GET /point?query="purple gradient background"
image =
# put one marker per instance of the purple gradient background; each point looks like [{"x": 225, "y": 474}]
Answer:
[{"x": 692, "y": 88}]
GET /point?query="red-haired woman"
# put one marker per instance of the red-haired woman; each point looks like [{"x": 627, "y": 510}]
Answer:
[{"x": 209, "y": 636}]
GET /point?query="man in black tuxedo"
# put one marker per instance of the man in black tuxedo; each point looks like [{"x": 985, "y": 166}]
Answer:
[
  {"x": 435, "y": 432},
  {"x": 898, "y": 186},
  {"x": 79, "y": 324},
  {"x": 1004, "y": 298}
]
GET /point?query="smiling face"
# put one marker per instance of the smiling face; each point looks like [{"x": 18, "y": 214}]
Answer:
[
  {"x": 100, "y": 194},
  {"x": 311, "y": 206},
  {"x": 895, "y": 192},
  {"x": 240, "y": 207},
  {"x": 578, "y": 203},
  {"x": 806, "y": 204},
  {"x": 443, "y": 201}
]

• [About this exercise]:
Reproduce every line above. Keep it exact.

• [Answer to this problem]:
GET /point?query="purple gradient background"
image =
# put one marker per instance of the purple gradient background; each point looks like [{"x": 225, "y": 474}]
Answer:
[{"x": 692, "y": 88}]
GET /point?query="red-haired woman"
# put one marker per instance of the red-haired woman; each point looks like [{"x": 627, "y": 510}]
Answer:
[{"x": 209, "y": 636}]
GET /point?query="man in black tuxedo"
# put one marker per instance of the man in black tuxedo; each point looks like [{"x": 985, "y": 166}]
Answer:
[
  {"x": 435, "y": 432},
  {"x": 898, "y": 186},
  {"x": 79, "y": 324},
  {"x": 1004, "y": 298}
]
GET /point?query="smiling face"
# put one marker per instance of the smiling face; each point looks like [{"x": 18, "y": 214}]
Answer:
[
  {"x": 100, "y": 194},
  {"x": 311, "y": 206},
  {"x": 895, "y": 192},
  {"x": 240, "y": 207},
  {"x": 578, "y": 203},
  {"x": 806, "y": 204},
  {"x": 443, "y": 201}
]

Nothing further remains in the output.